** start Source records **

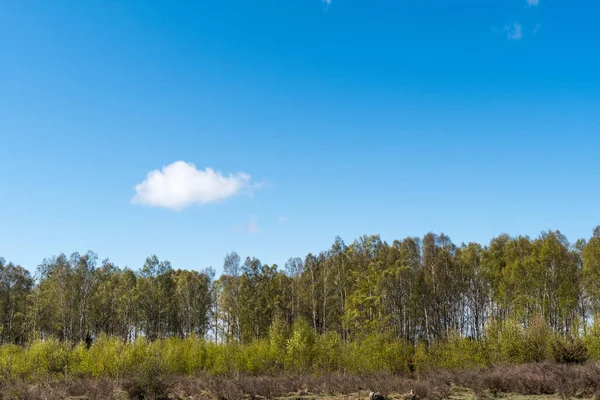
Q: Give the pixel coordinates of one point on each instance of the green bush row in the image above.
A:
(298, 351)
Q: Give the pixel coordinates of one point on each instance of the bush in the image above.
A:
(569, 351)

** end Source records **
** start Source records **

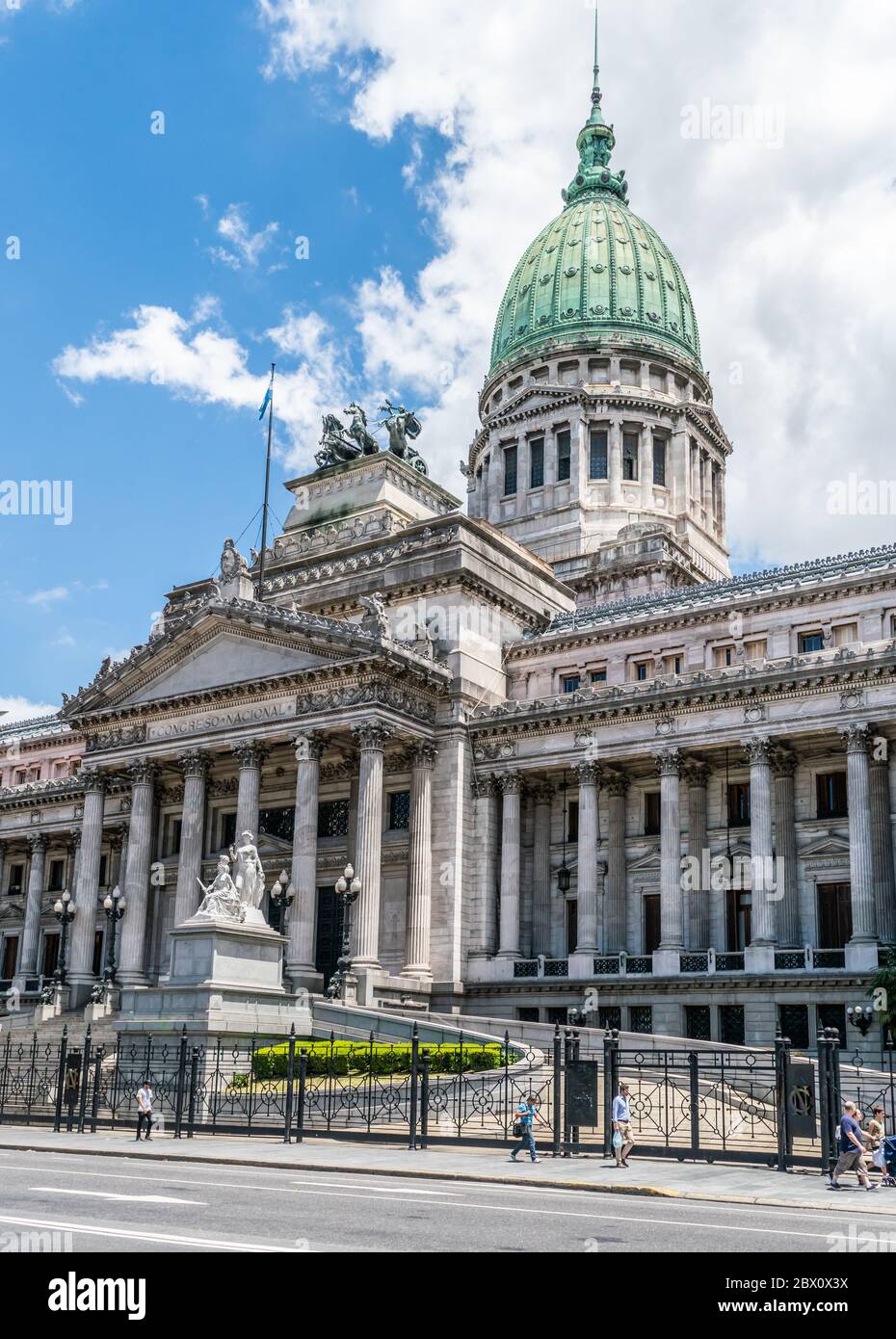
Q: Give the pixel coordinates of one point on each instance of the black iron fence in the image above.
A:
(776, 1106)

** end Source records **

* Stated problem:
Can you copy the lines without any change, starting with the line containing "fence in the image above." and going on through the line containing "(776, 1106)"?

* Response for this exercise:
Q: Give the pixel coordinates of one point on each instance of the black iron fence in the image above.
A:
(776, 1106)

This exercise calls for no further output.